> **EXERCISE 1**
Go through the forum thread about exporting a display to Mac OS X and list each post's author and date, in the order the posts appear.

--- Start EXCERPT PROVIDED ---

# export DISPLAY=macosXbox:0.0



## phillies (Oct 13, 2000)

Hello,

has somebody an idea, how to export the Display from other unix stations to the MacOsx computer. This is a standard feature of Linux/Unix. I am not able to export the Display from other unix computers to my MacOsX computer ... has somebody sucessfully tried ?


----------



## Halcyon (Oct 13, 2000)

I believe the command you need to run is "export DISPLAY="macosXbox:0""

Note the quotation marks around "macosXbox:0.

-Halcyon


----------



## phillies (Oct 13, 2000)

nope.
that's not the problem. the command (export DISPLAY=macbox:0 for bash or setenv DISPLAY macbox:0 for C shell) has to be entered in the OTHER unix box to export the display to the mac or any other computer I am working with. It works for alls unix or linux systems, just not for the Mac.
The question is, how to modify MacOsX to allow other unix systems to export the display.

thanxs anyway


----------



## daseinx (Oct 15, 2000)

In order to export the X output of a *nix box to another requires that your target machine be running an X server.  OS X does not have an X server unless you install one. The aqua interface operates on a whole different set of rules.  I haven't seen any X-servers for OS X specifically, but there are some folks who have successfully ported X over to the OS X platform.


----------



## Halcyon (Oct 17, 2000)

There is indeed an X server for Mac OS X, called xTools.  Search for it on Versiontracker.

-Halcyon


----------

--- End EXCERPT PROVIDED ---
--- Start DATASET RECORDS ---

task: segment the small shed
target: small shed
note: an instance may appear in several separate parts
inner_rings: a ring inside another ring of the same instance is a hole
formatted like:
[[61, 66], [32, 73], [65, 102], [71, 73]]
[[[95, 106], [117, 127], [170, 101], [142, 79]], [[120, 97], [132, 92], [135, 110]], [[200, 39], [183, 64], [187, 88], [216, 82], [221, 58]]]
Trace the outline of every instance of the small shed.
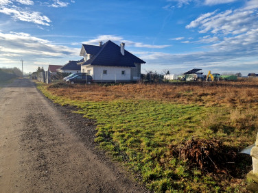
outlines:
[[235, 75], [221, 75], [220, 77], [224, 80], [237, 80], [237, 77]]
[[164, 79], [167, 80], [177, 80], [178, 79], [178, 75], [165, 75]]

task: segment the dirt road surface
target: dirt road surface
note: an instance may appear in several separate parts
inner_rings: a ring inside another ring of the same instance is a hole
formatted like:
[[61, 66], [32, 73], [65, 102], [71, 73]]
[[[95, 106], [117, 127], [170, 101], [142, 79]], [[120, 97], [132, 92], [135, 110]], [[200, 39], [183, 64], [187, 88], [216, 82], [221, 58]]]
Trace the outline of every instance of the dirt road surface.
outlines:
[[0, 89], [0, 192], [146, 192], [95, 147], [92, 123], [27, 79]]

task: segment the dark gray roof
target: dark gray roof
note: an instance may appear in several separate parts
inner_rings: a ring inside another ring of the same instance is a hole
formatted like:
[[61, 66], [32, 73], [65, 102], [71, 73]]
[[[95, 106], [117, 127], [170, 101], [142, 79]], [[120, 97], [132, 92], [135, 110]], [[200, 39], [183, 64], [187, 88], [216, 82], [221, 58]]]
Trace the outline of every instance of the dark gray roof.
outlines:
[[185, 73], [184, 75], [194, 74], [194, 73], [196, 73], [198, 71], [200, 71], [202, 69], [194, 68], [194, 69], [191, 69], [191, 70], [189, 70], [189, 71]]
[[255, 73], [249, 73], [247, 76], [248, 76], [248, 77], [258, 77], [258, 74], [255, 74]]
[[91, 55], [96, 55], [102, 49], [102, 47], [97, 47], [97, 46], [93, 46], [93, 45], [88, 45], [88, 44], [82, 44], [82, 46], [84, 48], [86, 52]]
[[[84, 45], [84, 47], [85, 49]], [[110, 40], [106, 42], [102, 47], [98, 47], [100, 49], [97, 53], [82, 65], [135, 67], [134, 63], [146, 63], [126, 50], [124, 51], [123, 55], [120, 51], [120, 47]], [[88, 53], [87, 51], [86, 51]]]
[[81, 70], [81, 66], [77, 64], [78, 62], [82, 62], [83, 58], [78, 61], [70, 60], [67, 64], [64, 65], [62, 67], [60, 68], [60, 70]]

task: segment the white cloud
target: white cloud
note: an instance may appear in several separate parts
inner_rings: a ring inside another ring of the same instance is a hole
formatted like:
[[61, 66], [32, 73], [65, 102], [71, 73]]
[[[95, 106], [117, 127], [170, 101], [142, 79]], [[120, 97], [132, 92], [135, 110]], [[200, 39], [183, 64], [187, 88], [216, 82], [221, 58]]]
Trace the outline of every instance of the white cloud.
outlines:
[[11, 3], [12, 3], [12, 1], [10, 1], [10, 0], [0, 0], [0, 6], [8, 5], [8, 4]]
[[0, 13], [10, 15], [14, 21], [20, 20], [47, 26], [49, 25], [49, 23], [51, 22], [47, 16], [42, 16], [40, 12], [23, 11], [17, 7], [11, 8], [0, 7]]
[[38, 66], [46, 69], [49, 64], [64, 65], [68, 60], [80, 59], [80, 48], [56, 45], [25, 33], [0, 32], [0, 66], [20, 67], [23, 58], [27, 72], [36, 70]]
[[176, 38], [170, 38], [169, 40], [182, 40], [185, 39], [185, 37], [178, 37]]
[[[184, 5], [189, 5], [191, 2], [196, 0], [167, 0], [167, 1], [176, 1], [178, 8], [183, 7]], [[171, 6], [171, 5], [170, 5]], [[164, 8], [166, 8], [165, 6]]]
[[246, 10], [253, 10], [257, 8], [258, 8], [257, 0], [250, 0], [247, 1], [244, 8]]
[[125, 40], [121, 36], [116, 36], [114, 35], [102, 35], [97, 36], [95, 39], [89, 40], [88, 41], [82, 42], [83, 44], [98, 44], [98, 42], [102, 41], [103, 42], [106, 42], [108, 40], [111, 40], [115, 42], [117, 44], [120, 44], [121, 42], [124, 42], [126, 44], [126, 46], [132, 46], [134, 47], [139, 48], [152, 48], [152, 49], [163, 49], [165, 47], [170, 47], [171, 45], [152, 45], [152, 44], [143, 44], [142, 42], [133, 42], [128, 40]]
[[218, 4], [228, 3], [237, 1], [238, 0], [205, 0], [204, 5], [214, 5]]
[[[14, 21], [22, 21], [34, 23], [38, 25], [49, 25], [50, 19], [40, 12], [30, 11], [13, 4], [12, 1], [8, 0], [0, 0], [0, 13], [9, 15]], [[17, 2], [27, 5], [34, 4], [30, 0], [16, 0]]]
[[[239, 0], [167, 0], [168, 2], [174, 1], [177, 3], [178, 8], [182, 8], [184, 5], [189, 5], [191, 3], [195, 3], [197, 5], [215, 5], [218, 4], [225, 4], [237, 1]], [[252, 0], [256, 1], [256, 0]], [[169, 10], [170, 7], [172, 7], [172, 4], [168, 4], [164, 6], [163, 8], [165, 10]]]
[[187, 29], [199, 27], [200, 33], [211, 32], [227, 34], [239, 34], [258, 27], [258, 12], [243, 8], [226, 10], [215, 14], [215, 12], [200, 16], [186, 26]]
[[[68, 2], [63, 2], [63, 1], [61, 1], [60, 0], [53, 0], [54, 1], [54, 3], [52, 4], [50, 4], [49, 6], [49, 7], [53, 7], [53, 8], [64, 8], [64, 7], [67, 7], [69, 3]], [[73, 3], [73, 1], [71, 1], [72, 3]]]
[[71, 49], [62, 45], [56, 46], [50, 41], [25, 33], [0, 32], [0, 41], [1, 42], [0, 51], [3, 54], [60, 57], [64, 55], [78, 55], [80, 53], [79, 49]]
[[189, 28], [196, 27], [200, 25], [201, 23], [204, 23], [207, 20], [207, 18], [209, 19], [209, 17], [210, 17], [212, 15], [214, 15], [216, 12], [217, 10], [213, 12], [201, 14], [198, 18], [191, 21], [190, 24], [187, 25], [185, 27], [187, 29], [189, 29]]
[[33, 5], [34, 2], [31, 0], [16, 0], [17, 2], [23, 5]]

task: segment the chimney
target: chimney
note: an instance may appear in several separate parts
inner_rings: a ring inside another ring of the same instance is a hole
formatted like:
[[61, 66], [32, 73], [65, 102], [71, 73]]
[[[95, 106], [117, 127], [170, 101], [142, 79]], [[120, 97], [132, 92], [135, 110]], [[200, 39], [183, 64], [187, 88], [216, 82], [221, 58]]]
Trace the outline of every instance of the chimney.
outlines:
[[121, 42], [120, 44], [120, 47], [121, 47], [121, 53], [124, 55], [124, 43]]

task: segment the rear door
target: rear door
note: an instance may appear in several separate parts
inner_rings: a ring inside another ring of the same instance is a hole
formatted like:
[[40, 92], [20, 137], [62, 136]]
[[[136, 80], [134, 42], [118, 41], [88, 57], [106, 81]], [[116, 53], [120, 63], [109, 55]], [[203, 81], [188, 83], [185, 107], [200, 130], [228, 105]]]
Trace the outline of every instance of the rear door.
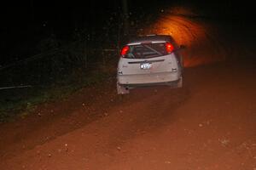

--- End DATASET RECORDS ---

> **EXERCISE 2**
Recast part of the records as a JSON list of strings, one string per line, skipping blank lines. Begin at the line that has "task: segment the rear door" and stop at the end of the records, leaving out the picture.

> **WORKED ANSWER 1**
1. phillies, Oct 13, 2000
2. Halcyon, Oct 13, 2000
3. phillies, Oct 13, 2000
4. daseinx, Oct 15, 2000
5. Halcyon, Oct 17, 2000

> **WORKED ANSWER 2**
[
  "task: segment the rear door",
  "target: rear door",
  "note: an instance may appear in several separate parts",
  "inner_rings: a ring inside another ring of the same instance is a hole",
  "formatted like:",
  "[[40, 92], [20, 137], [62, 136]]",
  "[[[136, 80], [134, 42], [118, 41], [88, 57], [106, 81]], [[116, 53], [120, 63], [109, 55]], [[203, 81], [188, 83], [185, 107], [200, 130], [228, 105]]]",
  "Trace the outline of every instance of the rear door."
]